Details zur Aufgabe: Kannst du die folgende Auflistung vollständig und Zeichen für Zeichen kopieren?

Einträge im Datensatz:
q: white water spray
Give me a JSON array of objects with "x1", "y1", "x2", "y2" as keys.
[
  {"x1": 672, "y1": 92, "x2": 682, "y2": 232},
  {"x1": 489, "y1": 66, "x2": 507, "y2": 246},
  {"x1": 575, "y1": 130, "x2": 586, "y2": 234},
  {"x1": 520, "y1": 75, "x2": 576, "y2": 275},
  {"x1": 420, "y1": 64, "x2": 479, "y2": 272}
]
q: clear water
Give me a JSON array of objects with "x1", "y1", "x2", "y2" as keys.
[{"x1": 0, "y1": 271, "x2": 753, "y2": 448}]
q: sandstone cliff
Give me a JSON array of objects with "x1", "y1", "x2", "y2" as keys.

Lösung zur Aufgabe:
q: white water spray
Give me a JSON array of objects with "x1", "y1", "x2", "y2" as keys.
[
  {"x1": 672, "y1": 92, "x2": 682, "y2": 232},
  {"x1": 489, "y1": 66, "x2": 507, "y2": 246},
  {"x1": 575, "y1": 130, "x2": 586, "y2": 234},
  {"x1": 520, "y1": 75, "x2": 576, "y2": 275},
  {"x1": 420, "y1": 64, "x2": 479, "y2": 272}
]
q: clear water
Give me a JSON array of objects with "x1", "y1", "x2", "y2" as keys.
[{"x1": 0, "y1": 271, "x2": 753, "y2": 448}]
q: sandstone cliff
Give me a JSON array of objects with "x1", "y1", "x2", "y2" as keys.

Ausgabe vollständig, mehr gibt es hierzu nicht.